Copy the records below line for line, with every word and character as it appears, but omit the pictures from your copy.

— START OF INFORMATION PROVIDED —

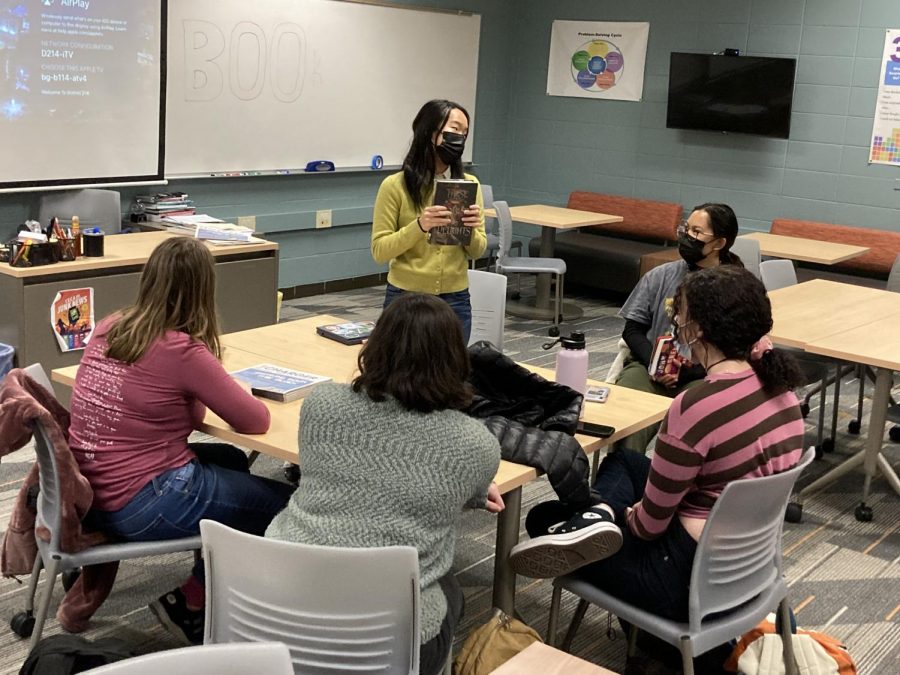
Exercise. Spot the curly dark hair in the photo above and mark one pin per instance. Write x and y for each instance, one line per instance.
(730, 306)
(724, 224)
(417, 355)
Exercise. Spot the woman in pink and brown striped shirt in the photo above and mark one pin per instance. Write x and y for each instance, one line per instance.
(742, 422)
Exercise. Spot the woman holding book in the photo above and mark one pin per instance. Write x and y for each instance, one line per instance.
(704, 241)
(741, 422)
(390, 460)
(405, 214)
(145, 381)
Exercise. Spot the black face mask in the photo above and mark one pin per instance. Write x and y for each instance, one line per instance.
(690, 249)
(451, 148)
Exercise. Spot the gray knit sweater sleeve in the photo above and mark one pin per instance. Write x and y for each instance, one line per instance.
(376, 474)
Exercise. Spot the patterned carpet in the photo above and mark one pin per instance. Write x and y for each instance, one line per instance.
(844, 575)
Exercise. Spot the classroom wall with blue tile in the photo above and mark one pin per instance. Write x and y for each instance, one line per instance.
(538, 148)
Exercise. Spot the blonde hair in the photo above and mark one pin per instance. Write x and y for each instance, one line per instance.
(177, 292)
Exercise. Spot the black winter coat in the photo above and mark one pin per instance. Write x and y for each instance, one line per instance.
(533, 419)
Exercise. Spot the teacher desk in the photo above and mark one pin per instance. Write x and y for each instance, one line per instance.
(246, 285)
(295, 344)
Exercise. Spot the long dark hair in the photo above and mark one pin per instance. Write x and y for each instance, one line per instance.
(732, 309)
(724, 225)
(418, 167)
(416, 354)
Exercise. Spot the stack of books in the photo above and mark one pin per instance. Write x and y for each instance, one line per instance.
(157, 207)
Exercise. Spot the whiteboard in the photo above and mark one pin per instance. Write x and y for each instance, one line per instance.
(271, 85)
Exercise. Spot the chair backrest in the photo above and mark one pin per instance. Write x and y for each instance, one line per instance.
(94, 208)
(894, 276)
(777, 274)
(739, 553)
(504, 220)
(336, 609)
(270, 658)
(748, 251)
(487, 295)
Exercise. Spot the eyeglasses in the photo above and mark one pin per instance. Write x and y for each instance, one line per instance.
(692, 231)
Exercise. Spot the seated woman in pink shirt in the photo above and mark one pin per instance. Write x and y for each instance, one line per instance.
(145, 381)
(742, 421)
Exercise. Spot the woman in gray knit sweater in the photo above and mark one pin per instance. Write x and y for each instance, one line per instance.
(391, 461)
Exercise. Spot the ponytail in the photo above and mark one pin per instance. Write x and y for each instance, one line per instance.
(778, 371)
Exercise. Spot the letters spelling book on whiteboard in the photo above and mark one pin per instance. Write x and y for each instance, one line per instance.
(279, 384)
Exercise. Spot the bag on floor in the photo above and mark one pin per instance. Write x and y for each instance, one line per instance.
(64, 654)
(759, 653)
(490, 646)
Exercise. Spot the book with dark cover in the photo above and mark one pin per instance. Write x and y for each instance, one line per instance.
(665, 359)
(278, 384)
(350, 333)
(456, 195)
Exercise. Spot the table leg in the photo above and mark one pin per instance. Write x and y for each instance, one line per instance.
(507, 536)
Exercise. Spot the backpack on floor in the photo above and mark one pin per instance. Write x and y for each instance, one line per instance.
(490, 646)
(64, 654)
(759, 653)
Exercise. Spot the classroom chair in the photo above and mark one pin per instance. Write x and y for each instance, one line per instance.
(337, 609)
(737, 577)
(51, 557)
(487, 294)
(269, 658)
(510, 265)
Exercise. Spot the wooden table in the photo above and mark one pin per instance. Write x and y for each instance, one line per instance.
(848, 323)
(295, 345)
(246, 285)
(551, 219)
(541, 659)
(805, 250)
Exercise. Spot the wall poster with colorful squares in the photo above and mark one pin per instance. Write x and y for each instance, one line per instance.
(593, 59)
(886, 125)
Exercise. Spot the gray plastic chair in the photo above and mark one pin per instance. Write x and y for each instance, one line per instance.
(748, 251)
(266, 658)
(487, 294)
(490, 230)
(94, 208)
(56, 561)
(509, 265)
(336, 609)
(736, 580)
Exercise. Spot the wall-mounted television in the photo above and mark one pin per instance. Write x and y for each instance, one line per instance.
(740, 94)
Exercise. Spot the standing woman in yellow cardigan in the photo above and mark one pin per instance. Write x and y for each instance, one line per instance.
(404, 214)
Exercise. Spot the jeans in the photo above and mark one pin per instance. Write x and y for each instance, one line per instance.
(654, 575)
(216, 486)
(458, 301)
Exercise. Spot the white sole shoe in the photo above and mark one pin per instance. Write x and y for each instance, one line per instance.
(554, 555)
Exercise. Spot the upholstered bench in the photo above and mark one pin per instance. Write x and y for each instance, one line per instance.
(608, 257)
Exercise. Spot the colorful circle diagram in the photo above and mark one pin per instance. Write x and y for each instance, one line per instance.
(597, 65)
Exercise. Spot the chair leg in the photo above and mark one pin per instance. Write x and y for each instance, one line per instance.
(44, 606)
(687, 657)
(553, 620)
(787, 642)
(575, 625)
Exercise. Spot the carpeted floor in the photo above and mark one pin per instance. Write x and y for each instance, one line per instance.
(844, 575)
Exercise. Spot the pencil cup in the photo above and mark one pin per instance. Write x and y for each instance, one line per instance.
(92, 244)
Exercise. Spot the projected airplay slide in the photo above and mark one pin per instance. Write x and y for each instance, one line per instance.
(79, 91)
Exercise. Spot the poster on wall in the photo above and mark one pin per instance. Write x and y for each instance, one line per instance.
(72, 318)
(597, 59)
(885, 147)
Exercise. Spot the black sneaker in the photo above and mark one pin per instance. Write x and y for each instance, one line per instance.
(172, 612)
(585, 538)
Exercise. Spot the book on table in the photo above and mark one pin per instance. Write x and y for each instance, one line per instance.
(277, 383)
(350, 333)
(665, 359)
(457, 195)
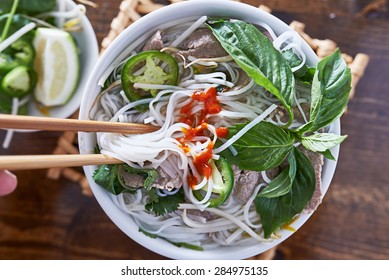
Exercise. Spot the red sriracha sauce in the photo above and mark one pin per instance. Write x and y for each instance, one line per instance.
(211, 106)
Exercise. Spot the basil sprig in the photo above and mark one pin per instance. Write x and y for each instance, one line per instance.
(266, 145)
(330, 92)
(263, 147)
(255, 54)
(276, 211)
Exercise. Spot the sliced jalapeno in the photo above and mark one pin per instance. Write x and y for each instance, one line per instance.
(223, 180)
(19, 82)
(148, 67)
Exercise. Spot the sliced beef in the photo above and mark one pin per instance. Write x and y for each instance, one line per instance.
(202, 44)
(164, 181)
(155, 42)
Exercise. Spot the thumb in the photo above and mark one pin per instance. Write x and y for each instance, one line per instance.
(8, 182)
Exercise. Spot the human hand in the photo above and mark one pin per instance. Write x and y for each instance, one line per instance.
(8, 182)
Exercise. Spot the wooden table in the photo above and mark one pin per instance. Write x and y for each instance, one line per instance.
(46, 219)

— END OF INFORMATION PROVIDED —

■ FINAL ANSWER:
Exercise. Spot the curly dark hair in the photo above and mark one pin per instance. Write x and y for each instance, one line per instance.
(730, 306)
(724, 224)
(417, 355)
Exercise. Spot the woman in pink and brown striped shirt in the photo above and mark one pin per instance. Write x and y for each instance, one line per instance.
(742, 422)
Exercise. Spot the woman holding book in the photo above and mark one pin per instance. Write x and y for each instance, one line per instance.
(704, 241)
(741, 422)
(390, 460)
(405, 214)
(145, 381)
Exercise. Spot the black face mask in the photo above and mark one pin per instance. Write x and y for each instance, one line per instance.
(690, 249)
(451, 148)
Exercise. Spot the gray knit sweater sleeve in the photo above and mark one pin per instance. Write x and y for each instance, one line per instance.
(376, 474)
Exercise. Spot the patterned carpet in the photo above and mark one pin per instance. Write x and y for each instance, one line per instance.
(844, 575)
Exercise. Spot the classroom wall with blue tile in the photo above and mark one pin per instance. Write x and y for each instance, one line per instance.
(538, 148)
Exercise. Spot the blonde hair in the photo above and mark one pin per instance. Write x and y for each instance, one line per instance.
(177, 292)
Exercise. Spot the black winter coat in the photo above and mark one pin per instance. Write x and y for each instance, one line per instance.
(533, 419)
Exercise. Spot the teacher desk in the photo above and mark one pin per instance. Write x and y for each instance, one line per instance.
(246, 285)
(295, 344)
Exercise. Spot the long dark hair in the photo above and mark one pin per instance. Write x and y for each instance, one line per instance.
(732, 309)
(724, 225)
(418, 167)
(416, 354)
Exercise. Spot the stack of books in the photo above and mark one pin per instance. Write x and y for each instance, one line per instance.
(157, 207)
Exercise. Spot the whiteboard in the photo above and mark one pin per instance. Write x and y for each instance, one line per instance.
(271, 85)
Exercise. Spot the chair backrest in the photo above and mark one pin per instance. Write x and y for each instance, one line per instance.
(94, 208)
(894, 276)
(777, 274)
(739, 553)
(504, 220)
(336, 609)
(270, 658)
(748, 251)
(487, 295)
Exercise. Spot the eyeglasses in the photo above and mark one pin per instance. Write x and y for each instance, one line per instance.
(692, 231)
Exercise. Spot the seated woman in pink shirt in the photo above and mark one pin per instance. Write x and y for each instance, one line per instance.
(145, 381)
(742, 421)
Exercise. Spot the woman in gray knit sweater in the photo above and mark one pin per instance. Write x and y for each instance, one line per instance.
(391, 461)
Exercise. Spot the ponytail in the photo above and mark one pin per instance. Write x and y for each instance, one line per instance.
(778, 371)
Exercise. Spot the letters spelling book on whiteboard in the photo above and mark one pin per instance. Write x and y for each instance, one line per instance.
(279, 384)
Exercise. Spot the bag on floor in the photo above and mark one pin per instance. Write x and y for each instance, one line per instance.
(64, 654)
(759, 653)
(490, 646)
Exercise. Spot the book with dark cover in the photo above and mark one pin per instance. Write x and y for each instance, one line per instance.
(665, 359)
(278, 384)
(350, 333)
(456, 195)
Exercise. Spot the table leg in the photo above and mark one pin per instance. Write x and y for each instance, one line per instance.
(507, 536)
Exercise. Spot the backpack on floor in the photo above and mark one pin per instance. Write x and y for each instance, one line per instance.
(490, 646)
(64, 654)
(759, 653)
Exercise. Spot the classroom chair in the photo above and mark one pin per instance. Write x and y for each instance, one line per instance.
(337, 609)
(737, 577)
(51, 557)
(487, 294)
(269, 658)
(510, 265)
Exercise. Spot the wooden table in the photo above and mark one pin per instance. Write x and y for each instance, one line per instance.
(848, 323)
(295, 345)
(246, 285)
(551, 219)
(541, 659)
(805, 250)
Exercise. Spot the wall poster with colorful squares in the photo above and mark one pin per instance. Write x and y for each instance, one line per instance.
(593, 59)
(886, 125)
Exercise. Spot the gray plastic chair in the photo above and mark one pin per instance. Write x and y for each instance, one line per instance.
(748, 251)
(266, 658)
(487, 294)
(490, 230)
(94, 208)
(56, 561)
(509, 265)
(336, 609)
(736, 580)
Exercise. Spot the wall-mounted television in the photo above and mark one pin per instance. Write x and y for each instance, one line per instance.
(740, 94)
Exercise. Spot the standing woman in yellow cardigan in the photo above and mark one pin per instance. Write x and y for each instance, one line per instance.
(404, 214)
Exercise. Spot the jeans in the photo above and mark one pin per instance. Write x and y for each instance, one line per instance.
(654, 575)
(216, 486)
(458, 301)
Exercise. Spot the white sole shoe in the photo above and mark one pin per instance. Write x and y for each instance, one line per instance.
(554, 555)
Exercise. Spot the upholstered bench in the photo above and mark one pin per instance. Write x and y for each instance, one line per instance.
(608, 257)
Exercise. Spot the colorful circle diagram in the photo above and mark one pin per instance. Write x and y for each instance, one line per instance.
(597, 65)
Exercise. Spot the chair leg in the photo above and mark one pin per instance. Write x and y for each instance, one line per instance.
(44, 606)
(687, 657)
(553, 620)
(787, 642)
(575, 625)
Exercise. Spot the carpeted floor in the photo above and mark one pin per instance. Write x and y for each instance, one line per instance.
(844, 575)
Exercise. Spot the pencil cup in the photo above and mark one pin per instance. Write x and y for each instance, one line per instance.
(92, 244)
Exercise. Spot the projected airplay slide in the photo above and mark one pin per instance. Write x and y for each instance, one line per instance.
(79, 91)
Exercise. Spot the poster on wall in the photo above and mark one pin per instance. Write x and y for each instance, one line per instance.
(72, 318)
(597, 59)
(885, 147)
Exercise. Spot the black sneaker in the photo above and mark one pin per instance. Write x and y for each instance, one line per instance.
(172, 612)
(585, 538)
Exercise. Spot the book on table in the photo above and mark one pin per instance. Write x and y for each instance, one line per instance.
(277, 383)
(350, 333)
(665, 359)
(457, 195)
Exercise. Spot the red sriracha sauce in the photo above and mark one pin per instance. Write x and y for each instance, one line per instance.
(211, 106)
Exercise. Spot the basil sprig in the photo above and mark one pin per instance. Write x and y for each instance, one line per instance.
(266, 145)
(330, 92)
(263, 147)
(255, 54)
(276, 211)
Exercise. Spot the sliced jalapeno in the photo above and mark one pin per instance. Write x and y for each instance, one line per instance.
(223, 180)
(19, 82)
(148, 67)
Exercise. Spot the sliced beef in the photo above and mark one pin per instance. Write x and y for each instance, one line per instance.
(202, 44)
(164, 181)
(155, 42)
Exercise. Spot the thumb in the photo above and mark one pin per instance. Write x and y for each instance, one line per instance.
(8, 182)
Exercise. Spot the human hand in the photo above and mark one pin per instance. Write x and y for each instance, one line per instance.
(8, 182)
Exercise. Spot the wooden table in the photo above and mark one pin per instance. Write x and y for each instance, one line per instance.
(46, 219)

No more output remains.